Passage:
----------

Saturday, April 21, 2007

exile in wurkville

I've never felt so alienated and stressed out by incompetent coworkers before.

This place, this shitty ass, sucky place, and the dumb asses I have to work with, makes me want to cry just about every day while I'm there.

Yesterday, I found myself blinking back tears in a patient's room, and had to step into the bathroom to wipe my eyes and set my shoulders, and breeze back in the room pretending this lacrimal duct dysfunction was due to me obviously cutting onions at the nurses' station like five seconds before stepping into his room. He was such a nice guy, but I was getting shoddy indifference from a secretary, shit on by the nurse manager again, feeling like I was drowning in my own shit, which I was.

By four o'clock in the afternoon, all I could think of was going home, going to my freezer, and starting in on a bottle of vodka. I swear to God, it's gotten that bad.

Worse yet, the only friends and family that understand I'm going through hell are hundreds of miles away. I have no idea how the hell I'm going to keep it together to work another assignment, unless things are drastically better in health care in the pacific northwest. I hold out a thimbleful of hope, but don't dare to go beyond that.

----------

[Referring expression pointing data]

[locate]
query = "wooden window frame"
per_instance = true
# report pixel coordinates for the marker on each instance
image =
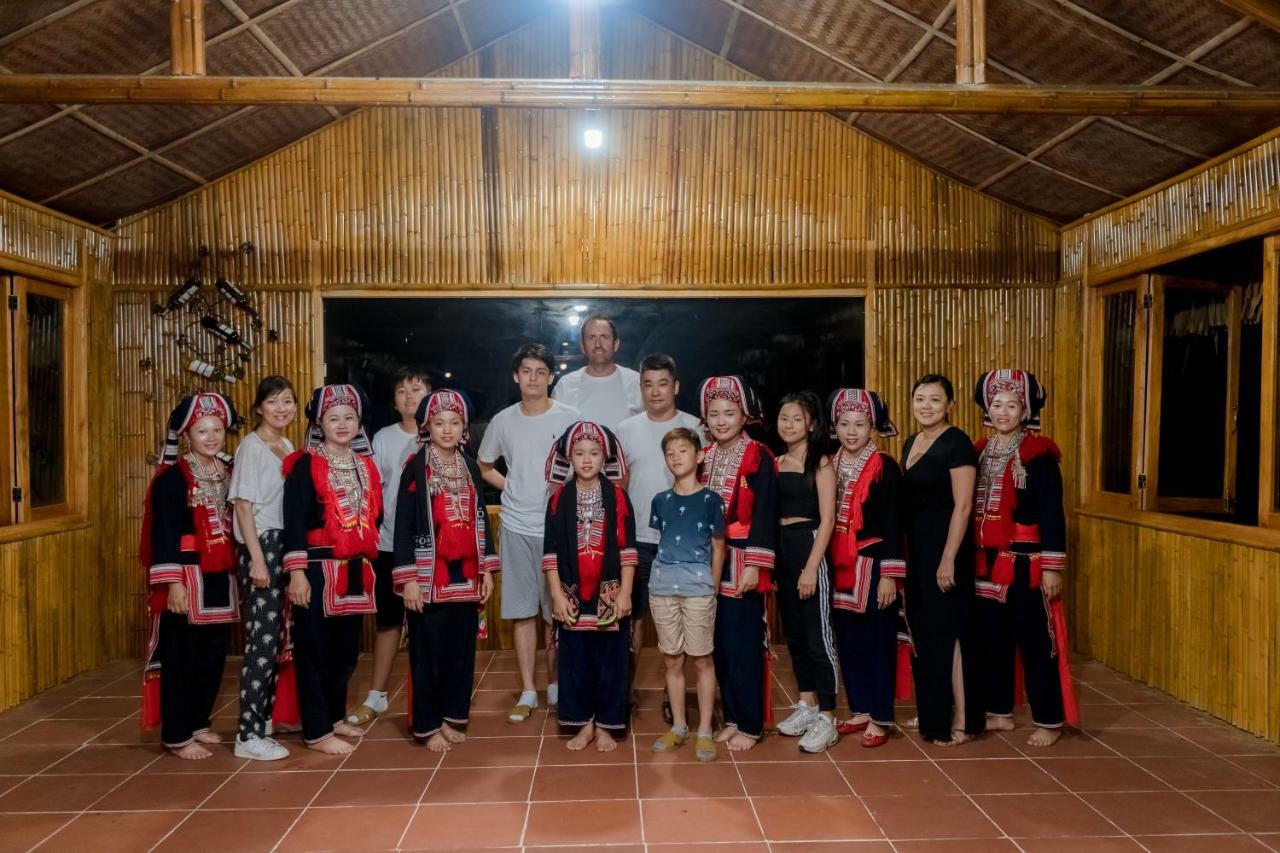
(19, 518)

----------

Questions on the material:
1. Name every person or group from the writer's workplace that the blog post mentions.
2. Summarize the blog post in two sentences.
3. Carry on writing the blog post from its final sentence.
These records have no connection to the blog post.

Answers:
1. Coworkers, a patient, a secretary, and the nurse manager.

2. The writer feels alienated and stressed at work because of incompetent coworkers, and was close to tears in a patient's room after indifference from a secretary and mistreatment by the nurse manager. With supportive friends and family hundreds of miles away, the writer wonders how to get through another assignment and holds only a little hope that health care in the Pacific Northwest will be better.

3.
Mostly, I'm hoping I can resist learning enough Latin to start swearing fluently at these assholes at work, and getting locked up in a psych ward for an "evaluation of expressive aphasia and brief lost of contact with reality."

I'm losing it. (Or, I fear I've already lost it, and am never going to find it again.)

2 comments:

Zwieblein said...

If I'm lucky enough on my next move to find a place like the one I had in Nashville, there might at least be basement space-- you could just go (literally) underground and knit subversive clothing while detoxing during the time it takes me to write the dissertation.

Ziggy said...

Wow, Katy! There's a deal! I promise I won't agonize over the fake stress of my wedding planning, and how emotionally draining it is to choose party favors and create seating arrangements, like some of the dipshits I work with currently, who wouldn't know the meaning of emotional and intellectual substance if came and bit them in their bustled, cathedral train asses.